• _The records_
— start —

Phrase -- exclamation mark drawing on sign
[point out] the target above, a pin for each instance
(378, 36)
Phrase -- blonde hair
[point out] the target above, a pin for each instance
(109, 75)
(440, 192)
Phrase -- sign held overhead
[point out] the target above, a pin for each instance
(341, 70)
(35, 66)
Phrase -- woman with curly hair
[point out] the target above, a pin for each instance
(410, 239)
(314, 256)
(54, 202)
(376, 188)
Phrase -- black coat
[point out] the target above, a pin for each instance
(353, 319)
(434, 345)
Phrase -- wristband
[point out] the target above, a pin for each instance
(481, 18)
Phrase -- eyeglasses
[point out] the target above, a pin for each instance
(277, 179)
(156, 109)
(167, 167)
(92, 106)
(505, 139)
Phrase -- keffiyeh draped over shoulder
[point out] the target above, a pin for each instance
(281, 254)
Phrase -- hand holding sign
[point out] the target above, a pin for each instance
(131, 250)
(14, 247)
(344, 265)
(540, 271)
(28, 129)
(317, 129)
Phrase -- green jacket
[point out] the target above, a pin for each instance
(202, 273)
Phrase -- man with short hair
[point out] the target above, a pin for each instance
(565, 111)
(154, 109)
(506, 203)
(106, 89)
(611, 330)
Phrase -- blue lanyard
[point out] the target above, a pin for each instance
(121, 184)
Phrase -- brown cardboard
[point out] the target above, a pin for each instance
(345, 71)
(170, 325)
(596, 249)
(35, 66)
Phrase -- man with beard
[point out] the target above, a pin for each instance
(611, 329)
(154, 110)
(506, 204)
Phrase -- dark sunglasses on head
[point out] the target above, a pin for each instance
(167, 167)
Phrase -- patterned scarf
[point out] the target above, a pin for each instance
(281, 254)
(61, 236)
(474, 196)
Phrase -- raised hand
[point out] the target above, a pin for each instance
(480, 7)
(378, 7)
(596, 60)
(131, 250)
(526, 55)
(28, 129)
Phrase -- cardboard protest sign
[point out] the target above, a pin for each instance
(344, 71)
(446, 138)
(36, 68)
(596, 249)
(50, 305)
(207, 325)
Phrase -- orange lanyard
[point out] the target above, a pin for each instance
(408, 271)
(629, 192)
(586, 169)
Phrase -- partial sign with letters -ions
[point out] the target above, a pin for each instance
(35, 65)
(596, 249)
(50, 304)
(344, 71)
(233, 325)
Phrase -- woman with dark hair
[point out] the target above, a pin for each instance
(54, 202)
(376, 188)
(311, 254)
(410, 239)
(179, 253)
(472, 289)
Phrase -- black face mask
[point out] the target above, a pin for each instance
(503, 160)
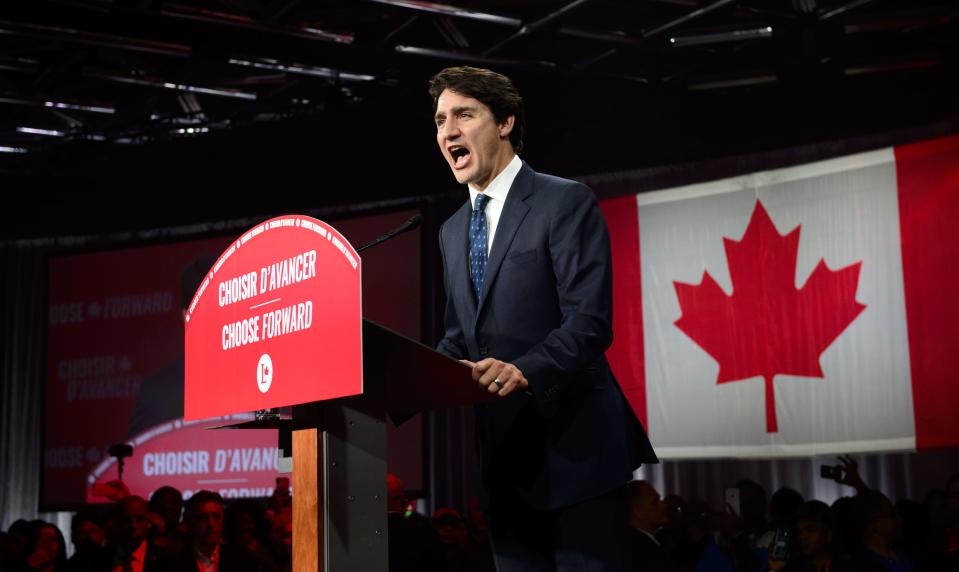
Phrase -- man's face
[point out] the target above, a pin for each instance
(474, 145)
(206, 523)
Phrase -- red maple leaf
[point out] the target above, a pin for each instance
(767, 326)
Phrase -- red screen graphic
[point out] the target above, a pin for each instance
(115, 370)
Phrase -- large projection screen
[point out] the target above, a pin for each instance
(115, 371)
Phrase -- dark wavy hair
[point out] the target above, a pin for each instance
(493, 90)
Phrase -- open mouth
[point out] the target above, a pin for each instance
(460, 156)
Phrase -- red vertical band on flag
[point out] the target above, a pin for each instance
(928, 181)
(626, 354)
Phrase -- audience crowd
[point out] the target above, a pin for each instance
(865, 532)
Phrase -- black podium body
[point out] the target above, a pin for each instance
(339, 450)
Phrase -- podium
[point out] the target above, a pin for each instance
(339, 450)
(277, 322)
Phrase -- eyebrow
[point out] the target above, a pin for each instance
(456, 110)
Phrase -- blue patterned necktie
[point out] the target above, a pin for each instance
(478, 242)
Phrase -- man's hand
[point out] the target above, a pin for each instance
(490, 371)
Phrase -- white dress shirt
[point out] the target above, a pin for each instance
(497, 190)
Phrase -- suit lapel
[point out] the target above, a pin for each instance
(458, 254)
(514, 211)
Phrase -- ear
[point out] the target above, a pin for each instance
(506, 127)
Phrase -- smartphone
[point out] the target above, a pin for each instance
(780, 547)
(732, 500)
(832, 472)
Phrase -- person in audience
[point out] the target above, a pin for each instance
(816, 543)
(878, 527)
(206, 551)
(413, 544)
(166, 504)
(245, 525)
(697, 534)
(132, 550)
(45, 549)
(752, 499)
(647, 514)
(671, 534)
(90, 552)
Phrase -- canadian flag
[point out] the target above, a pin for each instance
(801, 311)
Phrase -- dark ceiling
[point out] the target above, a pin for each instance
(173, 112)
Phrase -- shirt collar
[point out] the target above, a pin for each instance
(500, 185)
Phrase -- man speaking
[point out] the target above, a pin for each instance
(528, 277)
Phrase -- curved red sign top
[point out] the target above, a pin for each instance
(277, 321)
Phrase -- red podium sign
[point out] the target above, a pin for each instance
(277, 321)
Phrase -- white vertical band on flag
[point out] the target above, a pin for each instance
(766, 178)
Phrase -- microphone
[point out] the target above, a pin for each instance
(413, 222)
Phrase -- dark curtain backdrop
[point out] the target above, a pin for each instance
(449, 444)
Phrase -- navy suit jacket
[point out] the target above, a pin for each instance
(546, 307)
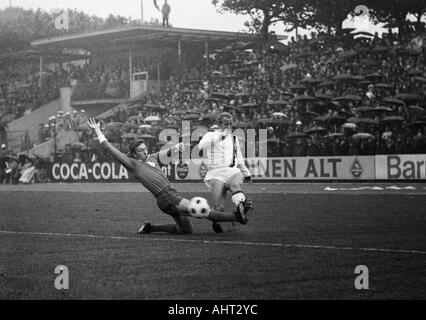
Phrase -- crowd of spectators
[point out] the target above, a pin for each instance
(323, 95)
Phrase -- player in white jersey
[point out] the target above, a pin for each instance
(226, 169)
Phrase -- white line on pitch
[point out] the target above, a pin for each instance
(258, 244)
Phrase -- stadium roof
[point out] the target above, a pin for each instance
(127, 36)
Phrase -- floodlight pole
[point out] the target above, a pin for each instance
(41, 73)
(130, 71)
(180, 51)
(207, 54)
(141, 11)
(158, 77)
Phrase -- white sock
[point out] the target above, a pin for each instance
(237, 198)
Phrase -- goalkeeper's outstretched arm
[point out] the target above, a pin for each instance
(115, 153)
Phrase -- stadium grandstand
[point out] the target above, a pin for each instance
(325, 95)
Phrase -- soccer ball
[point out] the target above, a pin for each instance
(199, 208)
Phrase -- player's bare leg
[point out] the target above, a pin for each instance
(218, 192)
(214, 215)
(238, 196)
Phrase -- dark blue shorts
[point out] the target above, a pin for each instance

— end —

• _Task description_
Find "Phrase -- stadium roof" in the data above, then repeat that line and all lines after it exactly, ending with the final line.

• _Answer to the exercise_
Phrase -- stadium roof
[point out] the target above, a pin for each instance
(127, 36)
Phrase -- floodlight pole
[point out] the target above, a pin for each instance
(41, 73)
(130, 71)
(180, 51)
(207, 54)
(141, 11)
(158, 77)
Phrase -- white sock
[point out] the target above, a pin for each instance
(237, 198)
Phrase -- goalkeeper's outstretched arm
[point out] the target above, a pin for each instance
(115, 153)
Phrase -- stadium grandstand
[point out] the target above, a pin for each instance
(325, 95)
Phrase -- soccer ball
[point out] the target above, a pin for each instance
(199, 208)
Phrase -- player's bare leg
[point out] the target above, a pin for each instance
(218, 192)
(214, 215)
(238, 196)
Phrase -- dark blue shorts
[point out] the target above, a pin for each instance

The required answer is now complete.